Task details: Return the passage of the reflection on the February 1, 2015 readings between "Many people, of" and "and the climate.", inclusive, copied word for word.

Exercise text:
......

A Scriptural Reflection on the Readings for February 1, 2015 | Carl E. Olson
Ps 95:1-2, 6-7, 7-9
1 Cor 7:32-35
We Americans have a rather complicated, even fascinating, relationship with prophets and demons.
Many people, of course, scoff at the idea that someone might have the ability to foresee the future; if asked, they will most likely reject the possibility of prophetic powers as superstitious and unscientific. And yet certain types of prophets make regular appearances in our culture. For example, a tremendous amount of trust is often placed in the forecastings of experts in the fields of economics, demographics, and the climate.
We are told of impending economic recessions and recoveries and warned of impending doom due to either population explosion or global warning. It was only a few decades ago that some experts—secular prophets, I would call them—claimed that the rapid growth of population would decimate the earth by the year 2000.
Beliefs about the existence of Satan and demons are especially revealing. A 1991 study by Evangelical pollster George Barna found that 60% of those polled, regardless of their religious beliefs, thought Satan was just a “symbol of evil”, while just 35% believed he is “a living being.” Amazingly, seven out of ten Catholics polled said they thought Satan was only symbolic in nature.
These numbers were repeated in a 2002 poll, which found that 75% of Catholics rejected the Church’s clearly stated belief that Satan and demons are real, not just symbolic. Meanwhile, a 1993 poll by Time magazine found that while less than 50% of respondents believed in the existence of “angels or devils,” almost 70% believed in the existence of angels.
Today’s readings show us, by way of an Old Testament prophecy and an exorcism performed by Jesus, that there are actual prophets and real demons. There are important, implicit connections to be made between the two. Moses gave a prophecy about a coming prophet—really, The Prophet—who would speak with the authority of God. This true prophet is contrasted to false prophets, those who speak “in the name of other gods.” As G. K. Chesterton noted in The Everlasting Man, his study of the Incarnation, “In the ancient world the demons often wandered abroad like dragons. They could be positively and publicly enthroned as gods.” In other words, the Israelites understood that false prophets were under the power or influence of living, evil forces who were in opposition to the one, true God.

......

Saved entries
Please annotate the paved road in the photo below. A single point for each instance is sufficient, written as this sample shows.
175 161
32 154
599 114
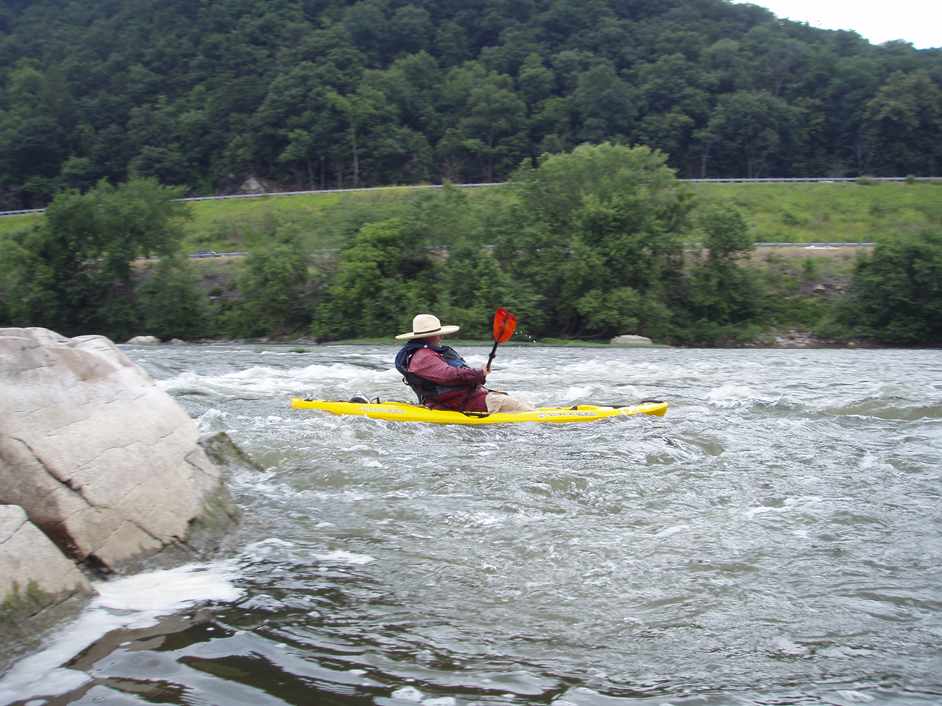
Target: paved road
811 180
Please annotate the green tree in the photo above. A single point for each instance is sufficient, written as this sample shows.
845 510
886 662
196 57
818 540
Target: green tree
172 304
896 293
598 220
900 125
381 277
274 291
74 273
722 300
751 131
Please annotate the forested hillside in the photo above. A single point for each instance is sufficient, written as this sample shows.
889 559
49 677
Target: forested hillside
329 93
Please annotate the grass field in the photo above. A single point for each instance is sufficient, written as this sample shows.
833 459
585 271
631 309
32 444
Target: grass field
824 213
785 213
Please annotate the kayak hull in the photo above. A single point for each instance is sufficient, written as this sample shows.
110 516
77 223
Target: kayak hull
403 412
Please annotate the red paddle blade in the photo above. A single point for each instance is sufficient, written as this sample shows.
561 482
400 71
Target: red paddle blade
505 324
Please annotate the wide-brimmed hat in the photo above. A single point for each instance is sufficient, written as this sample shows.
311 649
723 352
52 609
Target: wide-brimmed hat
426 325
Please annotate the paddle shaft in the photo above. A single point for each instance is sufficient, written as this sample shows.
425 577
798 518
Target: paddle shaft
490 358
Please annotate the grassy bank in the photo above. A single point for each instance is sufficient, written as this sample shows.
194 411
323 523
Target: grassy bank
838 212
789 213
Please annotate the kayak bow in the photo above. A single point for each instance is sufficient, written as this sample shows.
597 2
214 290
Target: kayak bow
403 412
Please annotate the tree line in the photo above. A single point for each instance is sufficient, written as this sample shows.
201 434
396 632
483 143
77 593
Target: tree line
600 241
332 93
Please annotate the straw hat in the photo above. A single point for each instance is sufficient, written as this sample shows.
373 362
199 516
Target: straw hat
425 325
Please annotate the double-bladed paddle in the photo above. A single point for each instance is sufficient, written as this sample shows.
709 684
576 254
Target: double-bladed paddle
505 324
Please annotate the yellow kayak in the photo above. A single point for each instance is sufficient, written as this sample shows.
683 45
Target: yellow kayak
403 412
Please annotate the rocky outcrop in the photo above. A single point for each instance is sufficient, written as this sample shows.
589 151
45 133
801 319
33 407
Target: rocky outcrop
629 341
144 341
34 574
257 185
103 461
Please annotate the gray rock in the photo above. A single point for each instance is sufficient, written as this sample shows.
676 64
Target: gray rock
34 574
257 185
144 341
102 460
629 341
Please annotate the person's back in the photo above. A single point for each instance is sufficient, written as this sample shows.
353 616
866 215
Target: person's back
440 377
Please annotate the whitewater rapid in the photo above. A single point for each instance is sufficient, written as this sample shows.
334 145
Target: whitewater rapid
774 539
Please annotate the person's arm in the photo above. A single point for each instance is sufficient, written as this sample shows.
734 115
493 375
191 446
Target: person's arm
429 365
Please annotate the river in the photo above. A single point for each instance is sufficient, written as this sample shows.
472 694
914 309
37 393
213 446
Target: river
775 539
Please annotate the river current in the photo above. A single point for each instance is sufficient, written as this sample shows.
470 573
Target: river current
775 539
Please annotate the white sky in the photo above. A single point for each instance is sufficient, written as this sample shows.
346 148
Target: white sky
915 21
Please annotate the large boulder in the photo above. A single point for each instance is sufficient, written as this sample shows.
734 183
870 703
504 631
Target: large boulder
103 461
630 341
144 341
34 574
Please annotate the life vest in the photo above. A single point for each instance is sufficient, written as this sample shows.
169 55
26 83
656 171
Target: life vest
426 390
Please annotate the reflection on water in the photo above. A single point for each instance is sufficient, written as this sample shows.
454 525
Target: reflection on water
774 539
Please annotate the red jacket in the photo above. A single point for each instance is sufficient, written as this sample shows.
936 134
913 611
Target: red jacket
430 365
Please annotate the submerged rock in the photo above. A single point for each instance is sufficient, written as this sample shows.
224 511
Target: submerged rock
34 574
144 341
100 458
629 341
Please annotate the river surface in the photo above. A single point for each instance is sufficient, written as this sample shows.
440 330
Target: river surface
775 539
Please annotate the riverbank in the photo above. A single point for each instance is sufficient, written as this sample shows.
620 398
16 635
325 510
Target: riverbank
777 212
772 340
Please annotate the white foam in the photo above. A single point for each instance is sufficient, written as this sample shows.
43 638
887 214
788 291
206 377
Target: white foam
343 557
408 693
132 602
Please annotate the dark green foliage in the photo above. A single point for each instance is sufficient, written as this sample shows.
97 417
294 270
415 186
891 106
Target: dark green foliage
896 294
722 301
172 304
73 273
274 291
599 220
359 92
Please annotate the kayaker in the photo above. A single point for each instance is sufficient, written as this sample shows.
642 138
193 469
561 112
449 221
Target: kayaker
439 376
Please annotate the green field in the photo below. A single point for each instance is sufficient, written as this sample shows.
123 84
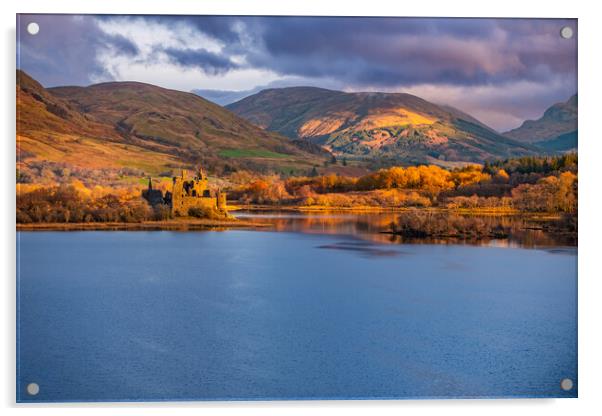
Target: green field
238 153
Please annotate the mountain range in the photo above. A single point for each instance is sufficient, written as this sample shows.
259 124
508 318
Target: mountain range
136 125
396 126
556 129
119 125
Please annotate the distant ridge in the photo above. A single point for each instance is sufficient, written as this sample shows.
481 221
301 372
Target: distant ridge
558 120
375 125
142 126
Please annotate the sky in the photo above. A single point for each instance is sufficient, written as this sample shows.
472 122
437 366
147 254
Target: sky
501 71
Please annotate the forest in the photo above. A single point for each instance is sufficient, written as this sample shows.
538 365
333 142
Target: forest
529 184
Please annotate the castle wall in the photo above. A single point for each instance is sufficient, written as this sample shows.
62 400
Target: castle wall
182 205
187 194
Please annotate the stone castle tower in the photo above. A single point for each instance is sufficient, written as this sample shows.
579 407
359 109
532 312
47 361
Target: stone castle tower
187 193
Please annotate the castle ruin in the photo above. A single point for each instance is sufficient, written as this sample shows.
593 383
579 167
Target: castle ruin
187 193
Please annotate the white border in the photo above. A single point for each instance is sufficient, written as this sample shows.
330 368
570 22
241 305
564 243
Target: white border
590 154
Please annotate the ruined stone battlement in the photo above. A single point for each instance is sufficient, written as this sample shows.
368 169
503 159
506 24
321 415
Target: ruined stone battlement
187 193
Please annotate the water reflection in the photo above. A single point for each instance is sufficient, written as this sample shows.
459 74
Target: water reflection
523 231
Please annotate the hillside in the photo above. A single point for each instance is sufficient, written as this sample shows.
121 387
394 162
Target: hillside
142 127
555 129
395 126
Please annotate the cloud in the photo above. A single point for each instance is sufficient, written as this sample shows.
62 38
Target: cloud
210 63
65 50
474 64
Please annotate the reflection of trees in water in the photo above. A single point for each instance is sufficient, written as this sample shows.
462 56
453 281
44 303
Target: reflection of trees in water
428 227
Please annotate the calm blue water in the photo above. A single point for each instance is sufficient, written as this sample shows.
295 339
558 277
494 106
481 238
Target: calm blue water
280 315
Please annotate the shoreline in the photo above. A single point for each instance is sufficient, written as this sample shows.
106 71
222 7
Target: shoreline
376 210
175 225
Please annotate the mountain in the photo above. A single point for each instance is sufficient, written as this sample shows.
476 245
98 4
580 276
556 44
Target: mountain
135 125
374 125
555 130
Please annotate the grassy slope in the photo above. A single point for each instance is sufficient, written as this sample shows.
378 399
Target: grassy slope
382 125
557 120
141 126
151 116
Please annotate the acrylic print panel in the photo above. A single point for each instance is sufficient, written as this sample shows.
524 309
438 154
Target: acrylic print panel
274 208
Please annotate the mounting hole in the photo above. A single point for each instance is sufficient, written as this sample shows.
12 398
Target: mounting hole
33 28
566 32
33 389
566 384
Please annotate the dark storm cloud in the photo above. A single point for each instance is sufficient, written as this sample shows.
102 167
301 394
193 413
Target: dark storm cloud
65 50
503 68
209 62
388 52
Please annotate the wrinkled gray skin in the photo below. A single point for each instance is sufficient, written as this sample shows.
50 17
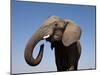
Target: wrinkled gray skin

......

Answer for this exercise:
Many people, of course, scoff at the idea that someone might have the ability to foresee the future; if asked, they will most likely reject the possibility of prophetic powers as superstitious and unscientific. And yet certain types of prophets make regular appearances in our culture. For example, a tremendous amount of trust is often placed in the forecastings of experts in the fields of economics, demographics, and the climate.